### Your objective
Rewrite the material below, replacing "thickest part" with "widest part" everywhere and leaving everything else unchanged. Omit the pictures from your answer.

### Data provided
══════

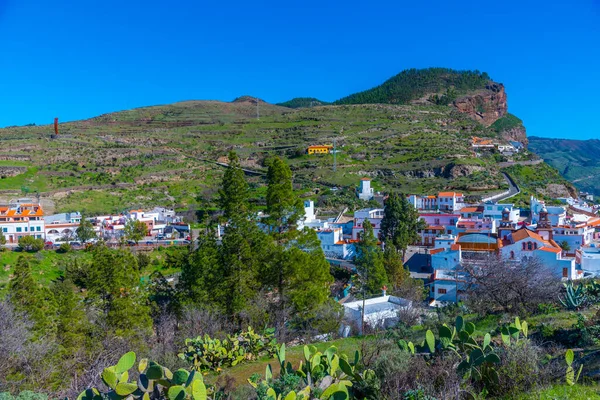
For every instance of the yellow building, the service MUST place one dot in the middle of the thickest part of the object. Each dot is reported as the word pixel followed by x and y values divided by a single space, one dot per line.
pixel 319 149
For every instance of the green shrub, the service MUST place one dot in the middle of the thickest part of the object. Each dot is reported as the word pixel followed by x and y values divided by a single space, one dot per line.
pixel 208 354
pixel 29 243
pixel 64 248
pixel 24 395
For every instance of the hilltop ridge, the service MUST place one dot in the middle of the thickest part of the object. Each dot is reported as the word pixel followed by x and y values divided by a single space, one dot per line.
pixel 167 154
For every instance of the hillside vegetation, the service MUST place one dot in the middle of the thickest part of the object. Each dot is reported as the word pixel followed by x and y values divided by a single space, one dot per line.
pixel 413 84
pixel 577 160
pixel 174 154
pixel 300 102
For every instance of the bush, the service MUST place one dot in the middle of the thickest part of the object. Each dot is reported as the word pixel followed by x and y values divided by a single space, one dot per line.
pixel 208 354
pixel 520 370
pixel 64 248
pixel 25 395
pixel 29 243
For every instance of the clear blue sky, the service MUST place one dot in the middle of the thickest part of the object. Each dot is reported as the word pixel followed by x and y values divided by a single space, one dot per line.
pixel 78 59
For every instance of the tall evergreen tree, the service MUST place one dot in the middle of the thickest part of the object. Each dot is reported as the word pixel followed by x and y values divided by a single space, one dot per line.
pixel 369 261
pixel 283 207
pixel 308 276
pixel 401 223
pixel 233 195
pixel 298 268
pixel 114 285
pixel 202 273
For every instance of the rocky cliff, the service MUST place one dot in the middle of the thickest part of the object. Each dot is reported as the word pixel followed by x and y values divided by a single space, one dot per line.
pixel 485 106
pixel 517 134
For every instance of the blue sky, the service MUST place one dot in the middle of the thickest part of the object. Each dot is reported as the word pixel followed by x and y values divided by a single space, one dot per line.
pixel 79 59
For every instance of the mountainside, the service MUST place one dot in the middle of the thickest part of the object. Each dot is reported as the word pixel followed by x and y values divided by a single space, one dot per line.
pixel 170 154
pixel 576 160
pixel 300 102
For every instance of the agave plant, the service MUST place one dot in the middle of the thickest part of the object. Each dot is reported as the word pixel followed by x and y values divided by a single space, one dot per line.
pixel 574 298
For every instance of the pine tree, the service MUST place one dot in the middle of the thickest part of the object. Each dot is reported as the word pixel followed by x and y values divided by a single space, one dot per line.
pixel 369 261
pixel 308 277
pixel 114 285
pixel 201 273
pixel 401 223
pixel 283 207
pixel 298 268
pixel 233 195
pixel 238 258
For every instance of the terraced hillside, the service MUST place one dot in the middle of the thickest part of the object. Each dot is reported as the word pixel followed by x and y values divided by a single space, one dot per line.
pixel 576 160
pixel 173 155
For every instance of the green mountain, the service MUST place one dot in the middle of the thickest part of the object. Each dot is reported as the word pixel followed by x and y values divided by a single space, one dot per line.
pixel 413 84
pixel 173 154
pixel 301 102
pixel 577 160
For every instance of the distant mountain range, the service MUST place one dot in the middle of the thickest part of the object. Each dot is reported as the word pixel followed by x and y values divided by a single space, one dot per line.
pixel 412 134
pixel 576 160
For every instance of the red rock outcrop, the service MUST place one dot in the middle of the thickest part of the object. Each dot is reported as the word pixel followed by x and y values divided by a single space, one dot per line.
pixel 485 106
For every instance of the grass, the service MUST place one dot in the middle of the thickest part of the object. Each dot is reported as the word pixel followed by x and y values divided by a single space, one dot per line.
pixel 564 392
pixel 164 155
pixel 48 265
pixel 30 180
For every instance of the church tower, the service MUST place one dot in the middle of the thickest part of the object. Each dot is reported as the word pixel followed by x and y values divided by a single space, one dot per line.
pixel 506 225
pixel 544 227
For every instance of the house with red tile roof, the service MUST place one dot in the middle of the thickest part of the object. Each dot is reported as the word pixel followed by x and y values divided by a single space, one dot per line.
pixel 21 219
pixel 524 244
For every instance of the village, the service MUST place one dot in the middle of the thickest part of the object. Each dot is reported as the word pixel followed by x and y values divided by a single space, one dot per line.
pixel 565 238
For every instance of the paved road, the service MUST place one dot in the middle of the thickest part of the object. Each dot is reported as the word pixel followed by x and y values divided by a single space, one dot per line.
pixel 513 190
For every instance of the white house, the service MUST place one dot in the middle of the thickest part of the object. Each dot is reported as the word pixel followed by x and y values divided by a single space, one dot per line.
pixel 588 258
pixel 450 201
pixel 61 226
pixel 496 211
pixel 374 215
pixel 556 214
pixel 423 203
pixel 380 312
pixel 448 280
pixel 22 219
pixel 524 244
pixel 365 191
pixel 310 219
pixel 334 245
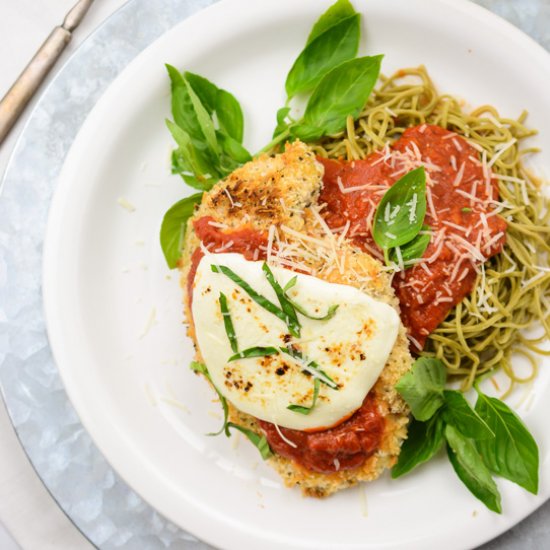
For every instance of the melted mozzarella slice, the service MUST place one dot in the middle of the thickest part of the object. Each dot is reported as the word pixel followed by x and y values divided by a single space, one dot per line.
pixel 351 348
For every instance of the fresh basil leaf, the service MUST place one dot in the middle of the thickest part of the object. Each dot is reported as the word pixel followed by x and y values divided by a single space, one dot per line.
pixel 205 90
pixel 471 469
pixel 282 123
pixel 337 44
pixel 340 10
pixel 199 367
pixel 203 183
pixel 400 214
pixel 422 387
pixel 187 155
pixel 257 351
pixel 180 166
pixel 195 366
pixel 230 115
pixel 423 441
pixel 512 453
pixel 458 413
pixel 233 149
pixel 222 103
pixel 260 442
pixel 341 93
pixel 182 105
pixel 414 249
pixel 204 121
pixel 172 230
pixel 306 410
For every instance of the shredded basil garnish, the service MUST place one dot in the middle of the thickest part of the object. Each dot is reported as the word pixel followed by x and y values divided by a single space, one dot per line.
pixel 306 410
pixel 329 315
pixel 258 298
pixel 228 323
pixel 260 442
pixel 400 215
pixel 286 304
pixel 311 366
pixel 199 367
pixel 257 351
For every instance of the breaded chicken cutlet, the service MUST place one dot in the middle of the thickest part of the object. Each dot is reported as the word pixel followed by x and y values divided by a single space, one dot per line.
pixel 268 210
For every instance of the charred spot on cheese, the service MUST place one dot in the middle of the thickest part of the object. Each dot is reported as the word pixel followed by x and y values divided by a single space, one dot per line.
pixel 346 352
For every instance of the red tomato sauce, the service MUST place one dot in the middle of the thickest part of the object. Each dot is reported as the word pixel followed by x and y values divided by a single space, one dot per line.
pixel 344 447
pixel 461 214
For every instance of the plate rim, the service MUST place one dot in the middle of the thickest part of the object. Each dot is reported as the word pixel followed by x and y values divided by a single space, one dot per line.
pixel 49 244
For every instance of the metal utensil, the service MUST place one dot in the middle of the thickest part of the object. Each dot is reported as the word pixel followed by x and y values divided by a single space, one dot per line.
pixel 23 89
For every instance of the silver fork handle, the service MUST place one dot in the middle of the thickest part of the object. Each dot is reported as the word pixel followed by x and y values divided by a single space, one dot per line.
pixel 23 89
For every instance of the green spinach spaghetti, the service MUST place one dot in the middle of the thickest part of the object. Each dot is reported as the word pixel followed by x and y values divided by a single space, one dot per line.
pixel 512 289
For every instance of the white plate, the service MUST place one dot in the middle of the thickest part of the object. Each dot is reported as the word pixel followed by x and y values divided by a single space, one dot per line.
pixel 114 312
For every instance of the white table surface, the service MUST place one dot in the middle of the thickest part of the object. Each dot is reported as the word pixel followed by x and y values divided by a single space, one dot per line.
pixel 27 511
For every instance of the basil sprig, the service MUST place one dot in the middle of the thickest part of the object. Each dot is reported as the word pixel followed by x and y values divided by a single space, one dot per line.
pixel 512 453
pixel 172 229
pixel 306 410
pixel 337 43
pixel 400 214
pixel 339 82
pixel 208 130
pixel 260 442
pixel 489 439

══════

### Correct output
For every instance of the yellow building, the service MUST place one dot in the middle of the widest part of the object. Each dot is reported as the word pixel followed by x and y values divided by a single space, one dot per line.
pixel 319 149
For every instance of the green shrub, the service MUST place one dot in the middle of the widest part of the object. Each dot is reported as the word pixel followed by x and y values divided by a single space, one dot per line.
pixel 208 354
pixel 29 243
pixel 64 248
pixel 24 395
For every instance of the hilltop ridge, the service MUST place one dot in the middle of the widest part of the object. Each dot is reported as the word pixel followed by x and y values divided by a single space, one dot per line.
pixel 167 154
For every instance of the hillside vegetation, the service MUST place one dot in the middle of the widest part of the object. Each dot is reported as the word pixel followed by x and y values divided by a single space, one dot per line.
pixel 413 84
pixel 577 160
pixel 174 154
pixel 300 102
For every instance of the bush, the service MUST place one dot in the middle of the widest part of the object. Each dot is reported as the word pixel followed by x and y values divided by a single space, one dot per line.
pixel 208 354
pixel 520 370
pixel 64 248
pixel 25 395
pixel 29 243
For every instance of the clear blue sky, the service MUST place one dot in the middle of the widest part of the object. Each dot is reported as the word pixel followed by x and y values divided by a single space, one dot per line.
pixel 78 59
For every instance of the tall evergreen tree, the service MUST place one dot in the middle of the widest part of the object. Each dot is reported as the word pixel followed by x and y values divided by a single space, one dot per line.
pixel 369 261
pixel 283 207
pixel 308 276
pixel 401 223
pixel 233 195
pixel 298 268
pixel 114 285
pixel 202 273
For every instance of the rocky cliff, the service MUST place one dot in the middle of the widest part of the object. Each dot is reported as the word pixel followed by x and y values divided by a single space, one dot per line.
pixel 485 106
pixel 517 134
For every instance of the blue sky, the service MUST place one dot in the middle of the widest part of the object. Each dot is reported as the word pixel followed by x and y values divided by a single space, one dot per line.
pixel 79 59
For every instance of the mountainside, the service MUST place one dot in the middle of the widest part of the object. Each dot is reported as the word pixel followed by x and y values divided by a single space, one dot per line.
pixel 170 154
pixel 576 160
pixel 300 102
For every instance of the agave plant, the service MUST place one dot in the middle of the widest part of the object. Each dot is reported as the word pixel followed by x and y values divided by a single space, one dot per line.
pixel 574 298
For every instance of the pine tree, the service MUST place one dot in the middle of the widest part of the object. Each dot is reported as the word pixel followed by x and y values divided by a single space, one dot per line.
pixel 369 261
pixel 308 277
pixel 114 285
pixel 201 273
pixel 401 223
pixel 283 207
pixel 298 268
pixel 233 195
pixel 238 258
For every instance of the terraced hillside, the service MUST place one dot in the middle of the widest part of the object. Each dot is reported as the word pixel followed by x and y values divided by a single space, one dot per line.
pixel 576 160
pixel 173 155
For every instance of the green mountain, the service MUST place one dot in the middle of the widest part of the object. Each dot is reported as the word pixel followed by x and y values divided by a single space, one dot per line.
pixel 413 84
pixel 173 154
pixel 301 102
pixel 577 160
For every instance of the distant mountain range, the service MUST place one dot in the middle of the widest part of the object. Each dot is reported as the word pixel followed by x and y values divided by a single space, one dot per line.
pixel 412 134
pixel 576 160
For every instance of the red rock outcrop, the service MUST place one dot in the middle of the widest part of the object. Each dot is reported as the word pixel followed by x and y values divided by a single space, one dot per line.
pixel 485 106
For every instance of the grass, the service MUST place one dot in the middle of the widest part of the object. Each dot is reported as the word pixel followed by x and y values divided by a single space, one dot per line.
pixel 564 392
pixel 164 155
pixel 48 265
pixel 30 180
For every instance of the church tower, the service MUST place one dot in the middle of the widest part of the object. Each dot is reported as the word pixel followed by x and y values divided by a single space, one dot per line.
pixel 506 225
pixel 544 227
For every instance of the house with red tile roof, the service MUST place one dot in the middle of the widest part of the object. Each dot is reported as the word pixel followed by x and y values divided by a single space, one dot per line.
pixel 21 219
pixel 524 244
For every instance of the village, the service MUST place one dot in the middle of the widest part of the object. Each dot is reported as the word pixel followed by x and y values divided by a single space, one dot per line.
pixel 565 238
For every instance of the paved road, the service MUST place one dot in the middle of the widest part of the object. Each dot is reported as the word pixel followed by x and y values divided by a single space, one dot per line.
pixel 513 190
For every instance of the white house, the service MUST place one dot in the middle of the widest part of the object. Each dot is reported as the word pixel followed by x and y values divided by a single space, one dot per line.
pixel 588 258
pixel 450 201
pixel 61 226
pixel 496 211
pixel 374 215
pixel 556 214
pixel 423 203
pixel 380 312
pixel 448 280
pixel 22 219
pixel 524 244
pixel 365 191
pixel 310 219
pixel 334 245
For every instance of the melted mozzarella slice, the service MUST place one dot in the middle of the widest part of the object. Each dot is reported as the word pixel followed by x and y values divided by a single space, one dot per line.
pixel 351 348
For every instance of the fresh basil leaf, the service MUST place one dot in the middle of the widest part of the object. Each dot is reported as the word pixel followed by x and y values divided by a single space, one dot per line.
pixel 205 90
pixel 471 469
pixel 282 123
pixel 337 44
pixel 340 10
pixel 199 367
pixel 203 183
pixel 400 214
pixel 422 387
pixel 187 155
pixel 257 351
pixel 180 166
pixel 195 366
pixel 230 115
pixel 423 441
pixel 512 453
pixel 458 413
pixel 233 149
pixel 222 103
pixel 260 442
pixel 341 93
pixel 182 105
pixel 414 249
pixel 204 121
pixel 172 230
pixel 306 410
For every instance of the shredded basil garnish, the service MUST place one dot in the middle of the widest part of the object. Each dot is reported as the word pixel followed by x and y values divided by a single space, one dot per line.
pixel 306 410
pixel 329 315
pixel 258 298
pixel 228 323
pixel 260 442
pixel 400 215
pixel 286 304
pixel 311 366
pixel 199 367
pixel 257 351
For every instance of the breaded chicken cutlet, the service MUST place one dot in the middle of the widest part of the object. Each dot is reported as the word pixel followed by x and y values divided by a single space, one dot per line.
pixel 268 210
For every instance of the charred spot on cheese, the service MUST place one dot in the middle of the widest part of the object. Each dot is reported as the word pixel followed by x and y values divided by a single space, one dot per line.
pixel 346 352
For every instance of the red tomato sauce, the service MUST place one dot in the middle of the widest part of the object. Each dot is reported as the word pixel followed by x and y values divided by a single space, one dot per line.
pixel 344 447
pixel 461 214
For every instance of the plate rim, the service MUST place one dot in the middle of the widest part of the object. Each dot is reported as the word pixel followed by x and y values divided by a single space, one dot per line.
pixel 49 244
For every instance of the metal utensil, the service MUST place one dot in the middle of the widest part of the object. Each dot is reported as the word pixel followed by x and y values divided by a single space, one dot per line.
pixel 23 89
For every instance of the silver fork handle, the service MUST place one dot in the middle of the widest part of the object. Each dot is reported as the word pixel followed by x and y values divided by a single space, one dot per line.
pixel 23 89
For every instance of the green spinach spaghetti, the service MUST place one dot in the middle of the widest part of the object. Each dot is reported as the word pixel followed by x and y values divided by a single space, one dot per line.
pixel 512 289
For every instance of the white plate, the service MUST place one dot in the middle of the widest part of the object. Each dot is reported as the word pixel followed by x and y values divided by a single space, one dot per line.
pixel 114 312
For every instance of the white table surface, the service MUST place one dot in the middle of the widest part of the object. Each dot is reported as the word pixel followed by x and y values divided by a single space, one dot per line.
pixel 27 511
For every instance of the basil sprig, the service MUST place one dot in the middle of the widest part of the object. Each dot is reported as the word pixel followed by x and y values divided by a single space, one dot per line.
pixel 512 453
pixel 172 229
pixel 306 410
pixel 337 43
pixel 400 214
pixel 339 82
pixel 208 130
pixel 260 442
pixel 489 439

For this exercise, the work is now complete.